◆ **Your goal**:
Reproduce, character for character, the lines of the rows below that run from the first line containing "</instance>" through the final line of the rows, including both ends.
══ Supplied records ══
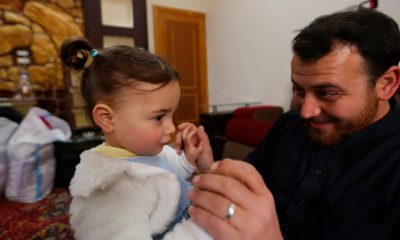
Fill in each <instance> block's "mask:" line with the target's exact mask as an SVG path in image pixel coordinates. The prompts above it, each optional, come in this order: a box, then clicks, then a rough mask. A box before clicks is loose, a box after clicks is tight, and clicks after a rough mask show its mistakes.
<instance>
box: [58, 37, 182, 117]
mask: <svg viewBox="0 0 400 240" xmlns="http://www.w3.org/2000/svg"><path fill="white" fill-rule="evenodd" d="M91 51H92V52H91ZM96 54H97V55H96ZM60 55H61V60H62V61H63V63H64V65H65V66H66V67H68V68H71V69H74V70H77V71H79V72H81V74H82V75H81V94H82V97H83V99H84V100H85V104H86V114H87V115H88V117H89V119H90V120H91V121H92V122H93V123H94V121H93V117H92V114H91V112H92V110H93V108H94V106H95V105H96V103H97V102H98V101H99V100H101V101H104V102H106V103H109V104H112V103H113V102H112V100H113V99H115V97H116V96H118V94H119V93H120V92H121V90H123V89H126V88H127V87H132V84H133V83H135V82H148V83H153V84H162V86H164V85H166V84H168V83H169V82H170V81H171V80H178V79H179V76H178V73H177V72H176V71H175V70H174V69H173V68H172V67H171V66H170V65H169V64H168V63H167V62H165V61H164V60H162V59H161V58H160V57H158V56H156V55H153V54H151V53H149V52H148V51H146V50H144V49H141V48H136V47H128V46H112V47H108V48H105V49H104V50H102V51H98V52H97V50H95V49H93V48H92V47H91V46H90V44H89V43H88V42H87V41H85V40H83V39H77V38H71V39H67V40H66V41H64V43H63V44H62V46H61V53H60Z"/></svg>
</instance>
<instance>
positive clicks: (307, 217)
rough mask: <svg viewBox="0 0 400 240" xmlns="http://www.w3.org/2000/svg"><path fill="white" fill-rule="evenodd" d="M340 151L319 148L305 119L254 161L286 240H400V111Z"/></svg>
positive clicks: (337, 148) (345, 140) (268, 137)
═══
◆ **Solution to this problem**:
</instance>
<instance>
positive clicks: (307, 217)
rough mask: <svg viewBox="0 0 400 240" xmlns="http://www.w3.org/2000/svg"><path fill="white" fill-rule="evenodd" d="M340 151L319 148L305 119L254 161L286 240H400V111Z"/></svg>
positive clicks: (337, 148) (345, 140) (268, 137)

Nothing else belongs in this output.